GIVEN EXERCISE 1
In the trade-deal talk below, switch "administration" to "White House" and write the passage out again, starting at "And I wonder" and ending at "going to be.".

══════════════════════════════

We have a couple of deals at least that they can consider obviously a portion of their stance of why they are not moving on rates is uncertainty on trade. We got a couple big deals. did end up getting EU at 15 % tariffs. There’s several billion dollars of stuff they’re probably going to purchase anyways.
Yeah, so our aircraft and things like natural gas $750 $750 $750 billion to buy energy from the United States kind of seems like they might have done that regardless of whether shipping them. Yeah, and G anyways, like with natural gas anyways. So there’s a I believe the EU has an embargo on Russian gas. And so they’ve needed to find other areas of the world to import gas in.
And I wonder if they just know they’re like, well, if that’s what you want, great. We’ll say we’re going to do it. We were already going to do it beforehand. And, and so the administration could say, look at this win. We’re going to have 750 billion. The EU can go, Hey, we’re going to buy 750 billion. But like it was already in the cards prior to that. I wonder how much of that it plays into these deals. I’d love to be behind the scenes where I’m sure they said it was going to be.
400 billion, but we’ll move it up to 750 to give you a win and I mean a lot of the EU leaders aren’t very happy with it after the fact obviously they have to negotiate as a block and Ursula von der Leyen is the ultimate negotiator. She’s the EU president. Is that the term president something like that? and you know, she’s under a little bit of heat there in Europe because everything we’ve seen I don’t know if you’ve seen anything different, but it doesn’t look like
We are going to be subject to tariffs going in there. There’s still regulatory burdens we have to deal with and, and that taxes, but kind of separate. So we’re going to charge, we’re going to tariff them, whether you call it an excise tax, however you want to position it. ⁓ we’re going to tariff them 15 % and they’re not going to receive any tariff or our goods are not going to receive any tariff over there. So far.

══════════════════════════════

GIVEN EXERCISE 2
Extract every line of the records below that contains the word "boat".

══════════════════════════════

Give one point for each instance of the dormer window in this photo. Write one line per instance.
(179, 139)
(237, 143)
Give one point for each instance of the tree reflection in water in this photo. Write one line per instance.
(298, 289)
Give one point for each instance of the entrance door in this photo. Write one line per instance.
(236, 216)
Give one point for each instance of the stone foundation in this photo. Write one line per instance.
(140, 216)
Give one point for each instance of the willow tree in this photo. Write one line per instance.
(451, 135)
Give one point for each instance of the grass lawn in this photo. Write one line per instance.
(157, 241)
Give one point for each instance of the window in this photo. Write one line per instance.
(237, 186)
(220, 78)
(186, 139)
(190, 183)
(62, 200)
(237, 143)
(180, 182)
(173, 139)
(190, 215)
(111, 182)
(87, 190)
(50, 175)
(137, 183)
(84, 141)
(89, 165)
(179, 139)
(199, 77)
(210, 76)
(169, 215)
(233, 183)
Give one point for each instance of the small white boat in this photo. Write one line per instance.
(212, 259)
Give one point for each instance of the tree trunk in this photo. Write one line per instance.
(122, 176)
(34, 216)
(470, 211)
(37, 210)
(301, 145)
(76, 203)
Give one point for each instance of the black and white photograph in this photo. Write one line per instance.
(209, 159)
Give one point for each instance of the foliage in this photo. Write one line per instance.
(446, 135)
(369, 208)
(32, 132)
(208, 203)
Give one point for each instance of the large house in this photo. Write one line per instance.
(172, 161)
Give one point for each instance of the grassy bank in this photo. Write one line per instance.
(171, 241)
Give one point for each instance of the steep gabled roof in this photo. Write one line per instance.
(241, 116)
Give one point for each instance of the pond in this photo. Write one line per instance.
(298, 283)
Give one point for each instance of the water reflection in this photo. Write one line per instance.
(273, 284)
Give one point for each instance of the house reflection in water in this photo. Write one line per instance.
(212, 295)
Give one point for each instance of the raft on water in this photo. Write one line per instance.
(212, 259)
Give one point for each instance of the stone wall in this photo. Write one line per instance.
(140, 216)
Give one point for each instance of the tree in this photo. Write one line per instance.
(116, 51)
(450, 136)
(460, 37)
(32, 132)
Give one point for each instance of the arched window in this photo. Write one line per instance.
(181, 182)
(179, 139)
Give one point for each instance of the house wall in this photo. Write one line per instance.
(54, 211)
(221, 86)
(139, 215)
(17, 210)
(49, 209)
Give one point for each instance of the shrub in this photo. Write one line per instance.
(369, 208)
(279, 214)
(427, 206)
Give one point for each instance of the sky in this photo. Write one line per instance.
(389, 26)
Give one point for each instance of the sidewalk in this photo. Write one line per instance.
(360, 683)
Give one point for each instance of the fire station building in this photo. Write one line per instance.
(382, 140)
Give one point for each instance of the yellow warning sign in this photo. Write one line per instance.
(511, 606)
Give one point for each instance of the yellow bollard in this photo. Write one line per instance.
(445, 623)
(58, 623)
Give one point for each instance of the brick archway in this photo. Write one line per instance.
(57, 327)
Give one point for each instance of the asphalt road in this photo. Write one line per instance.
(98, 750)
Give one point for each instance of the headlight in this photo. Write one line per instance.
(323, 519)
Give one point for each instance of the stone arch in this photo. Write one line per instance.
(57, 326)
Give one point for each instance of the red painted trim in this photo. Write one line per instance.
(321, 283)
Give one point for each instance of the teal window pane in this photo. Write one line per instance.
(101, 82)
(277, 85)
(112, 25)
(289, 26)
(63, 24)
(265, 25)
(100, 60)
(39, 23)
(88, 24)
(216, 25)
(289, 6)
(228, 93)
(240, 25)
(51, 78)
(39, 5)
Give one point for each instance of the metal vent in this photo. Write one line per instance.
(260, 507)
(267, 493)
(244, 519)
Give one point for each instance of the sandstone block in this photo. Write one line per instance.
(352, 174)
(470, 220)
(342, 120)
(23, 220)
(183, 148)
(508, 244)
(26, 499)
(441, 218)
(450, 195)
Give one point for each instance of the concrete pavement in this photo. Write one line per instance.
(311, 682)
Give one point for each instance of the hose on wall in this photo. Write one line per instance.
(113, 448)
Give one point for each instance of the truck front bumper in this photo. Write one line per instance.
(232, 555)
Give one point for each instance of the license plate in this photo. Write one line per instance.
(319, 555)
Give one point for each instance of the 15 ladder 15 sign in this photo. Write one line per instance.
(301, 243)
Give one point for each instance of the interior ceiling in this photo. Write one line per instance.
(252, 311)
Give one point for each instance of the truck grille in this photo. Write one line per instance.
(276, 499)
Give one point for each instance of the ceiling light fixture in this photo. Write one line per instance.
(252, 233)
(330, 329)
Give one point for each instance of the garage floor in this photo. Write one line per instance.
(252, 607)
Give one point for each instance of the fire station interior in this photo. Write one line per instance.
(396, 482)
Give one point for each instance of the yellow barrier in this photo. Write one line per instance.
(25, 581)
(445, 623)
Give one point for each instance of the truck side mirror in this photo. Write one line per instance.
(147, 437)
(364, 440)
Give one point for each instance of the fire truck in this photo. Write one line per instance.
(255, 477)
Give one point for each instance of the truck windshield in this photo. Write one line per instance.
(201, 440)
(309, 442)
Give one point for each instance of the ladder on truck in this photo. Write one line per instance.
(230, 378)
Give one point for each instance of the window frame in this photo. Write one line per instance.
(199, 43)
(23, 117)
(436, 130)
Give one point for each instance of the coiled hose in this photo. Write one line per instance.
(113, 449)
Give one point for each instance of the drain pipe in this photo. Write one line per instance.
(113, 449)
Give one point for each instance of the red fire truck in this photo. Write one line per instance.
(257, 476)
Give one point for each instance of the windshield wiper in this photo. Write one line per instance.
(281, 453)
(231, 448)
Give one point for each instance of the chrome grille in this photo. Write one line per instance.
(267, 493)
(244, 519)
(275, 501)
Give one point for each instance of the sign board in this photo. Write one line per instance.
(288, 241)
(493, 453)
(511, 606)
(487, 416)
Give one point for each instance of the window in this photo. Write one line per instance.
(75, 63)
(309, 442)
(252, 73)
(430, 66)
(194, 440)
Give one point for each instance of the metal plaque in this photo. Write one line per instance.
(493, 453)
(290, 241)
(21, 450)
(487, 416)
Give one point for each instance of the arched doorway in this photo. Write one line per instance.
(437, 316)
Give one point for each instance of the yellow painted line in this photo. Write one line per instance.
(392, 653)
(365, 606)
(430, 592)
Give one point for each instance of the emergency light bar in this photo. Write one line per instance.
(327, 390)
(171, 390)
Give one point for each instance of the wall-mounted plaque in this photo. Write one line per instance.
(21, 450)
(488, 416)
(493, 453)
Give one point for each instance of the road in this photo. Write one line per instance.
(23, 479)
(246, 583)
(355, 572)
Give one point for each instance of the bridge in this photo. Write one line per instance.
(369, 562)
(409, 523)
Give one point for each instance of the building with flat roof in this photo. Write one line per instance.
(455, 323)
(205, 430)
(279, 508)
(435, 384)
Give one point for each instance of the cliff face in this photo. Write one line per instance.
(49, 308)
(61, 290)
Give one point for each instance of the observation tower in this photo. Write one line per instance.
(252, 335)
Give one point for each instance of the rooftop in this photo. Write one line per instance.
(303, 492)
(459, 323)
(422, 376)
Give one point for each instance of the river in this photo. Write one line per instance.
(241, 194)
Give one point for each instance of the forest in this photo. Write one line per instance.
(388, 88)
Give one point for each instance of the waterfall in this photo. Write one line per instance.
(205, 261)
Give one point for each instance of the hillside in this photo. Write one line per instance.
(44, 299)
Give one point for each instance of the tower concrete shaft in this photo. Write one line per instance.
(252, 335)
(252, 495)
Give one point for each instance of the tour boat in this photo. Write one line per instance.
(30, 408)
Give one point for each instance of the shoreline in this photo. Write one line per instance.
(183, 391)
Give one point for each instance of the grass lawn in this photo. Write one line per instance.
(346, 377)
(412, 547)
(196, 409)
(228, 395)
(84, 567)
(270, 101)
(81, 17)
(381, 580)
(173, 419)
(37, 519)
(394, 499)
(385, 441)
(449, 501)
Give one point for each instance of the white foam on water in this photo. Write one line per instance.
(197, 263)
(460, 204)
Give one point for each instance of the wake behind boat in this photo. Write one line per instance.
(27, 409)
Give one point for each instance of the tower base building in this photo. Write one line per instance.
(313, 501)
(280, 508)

══════════════════════════════

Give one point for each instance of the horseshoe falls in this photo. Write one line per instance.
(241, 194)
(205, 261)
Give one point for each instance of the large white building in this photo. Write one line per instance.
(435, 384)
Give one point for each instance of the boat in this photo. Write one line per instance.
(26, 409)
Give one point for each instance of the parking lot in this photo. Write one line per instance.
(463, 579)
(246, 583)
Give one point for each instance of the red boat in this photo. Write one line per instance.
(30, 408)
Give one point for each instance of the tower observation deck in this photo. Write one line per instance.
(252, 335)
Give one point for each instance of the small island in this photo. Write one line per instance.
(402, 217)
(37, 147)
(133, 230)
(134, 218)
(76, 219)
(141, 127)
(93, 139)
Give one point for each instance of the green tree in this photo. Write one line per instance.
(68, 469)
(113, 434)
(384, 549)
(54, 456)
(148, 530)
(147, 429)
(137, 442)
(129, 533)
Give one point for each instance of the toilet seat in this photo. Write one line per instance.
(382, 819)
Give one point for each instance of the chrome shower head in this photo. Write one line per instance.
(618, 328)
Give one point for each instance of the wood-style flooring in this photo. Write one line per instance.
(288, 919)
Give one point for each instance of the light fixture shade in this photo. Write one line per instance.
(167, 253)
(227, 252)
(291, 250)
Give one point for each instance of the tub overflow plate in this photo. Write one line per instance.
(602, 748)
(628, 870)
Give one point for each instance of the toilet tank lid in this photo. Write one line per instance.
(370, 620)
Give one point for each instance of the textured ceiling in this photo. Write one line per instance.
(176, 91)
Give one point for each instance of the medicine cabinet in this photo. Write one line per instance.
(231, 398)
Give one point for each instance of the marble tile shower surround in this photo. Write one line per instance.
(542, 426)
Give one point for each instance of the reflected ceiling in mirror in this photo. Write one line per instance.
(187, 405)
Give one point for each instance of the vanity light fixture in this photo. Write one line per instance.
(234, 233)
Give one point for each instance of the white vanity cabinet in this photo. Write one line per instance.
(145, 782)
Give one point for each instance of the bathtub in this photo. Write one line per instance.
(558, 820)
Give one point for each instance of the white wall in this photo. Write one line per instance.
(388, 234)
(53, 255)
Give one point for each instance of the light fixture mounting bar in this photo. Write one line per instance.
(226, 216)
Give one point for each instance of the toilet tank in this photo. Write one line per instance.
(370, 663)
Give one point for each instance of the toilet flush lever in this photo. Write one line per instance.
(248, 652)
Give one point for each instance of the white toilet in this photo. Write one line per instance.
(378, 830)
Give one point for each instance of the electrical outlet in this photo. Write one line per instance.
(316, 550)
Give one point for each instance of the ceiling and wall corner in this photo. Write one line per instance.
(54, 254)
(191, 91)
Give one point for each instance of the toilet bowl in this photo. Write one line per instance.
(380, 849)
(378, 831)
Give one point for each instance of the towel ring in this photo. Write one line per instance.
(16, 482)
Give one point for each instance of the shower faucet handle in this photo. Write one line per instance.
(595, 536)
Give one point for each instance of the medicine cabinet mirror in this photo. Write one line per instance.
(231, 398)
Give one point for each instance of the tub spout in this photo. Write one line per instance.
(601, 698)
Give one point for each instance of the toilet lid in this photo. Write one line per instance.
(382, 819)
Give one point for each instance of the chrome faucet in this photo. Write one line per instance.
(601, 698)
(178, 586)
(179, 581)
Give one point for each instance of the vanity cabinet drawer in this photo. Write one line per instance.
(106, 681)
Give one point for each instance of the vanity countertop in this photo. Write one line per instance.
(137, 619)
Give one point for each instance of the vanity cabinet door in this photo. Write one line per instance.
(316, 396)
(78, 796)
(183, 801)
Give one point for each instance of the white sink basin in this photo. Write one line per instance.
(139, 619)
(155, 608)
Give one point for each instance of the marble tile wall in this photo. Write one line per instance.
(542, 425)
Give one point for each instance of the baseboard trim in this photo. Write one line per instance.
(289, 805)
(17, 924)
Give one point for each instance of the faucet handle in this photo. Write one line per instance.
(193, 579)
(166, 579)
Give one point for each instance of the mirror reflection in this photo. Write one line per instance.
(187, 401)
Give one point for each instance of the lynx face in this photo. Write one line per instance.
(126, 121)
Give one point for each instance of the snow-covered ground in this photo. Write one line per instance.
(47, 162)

══════════════════════════════

EXERCISE OUTPUT 1
And I wonder if they just know they’re like, well, if that’s what you want, great. We’ll say we’re going to do it. We were already going to do it beforehand. And, and so the White House could say, look at this win. We’re going to have 750 billion. The EU can go, Hey, we’re going to buy 750 billion. But like it was already in the cards prior to that. I wonder how much of that it plays into these deals. I’d love to be behind the scenes where I’m sure they said it was going to be.

EXERCISE OUTPUT 2
Give one point for each instance of the small white boat in this photo. Write one line per instance.
Give one point for each instance of the tour boat in this photo. Write one line per instance.
Give one point for each instance of the wake behind boat in this photo. Write one line per instance.
Give one point for each instance of the boat in this photo. Write one line per instance.
Give one point for each instance of the red boat in this photo. Write one line per instance.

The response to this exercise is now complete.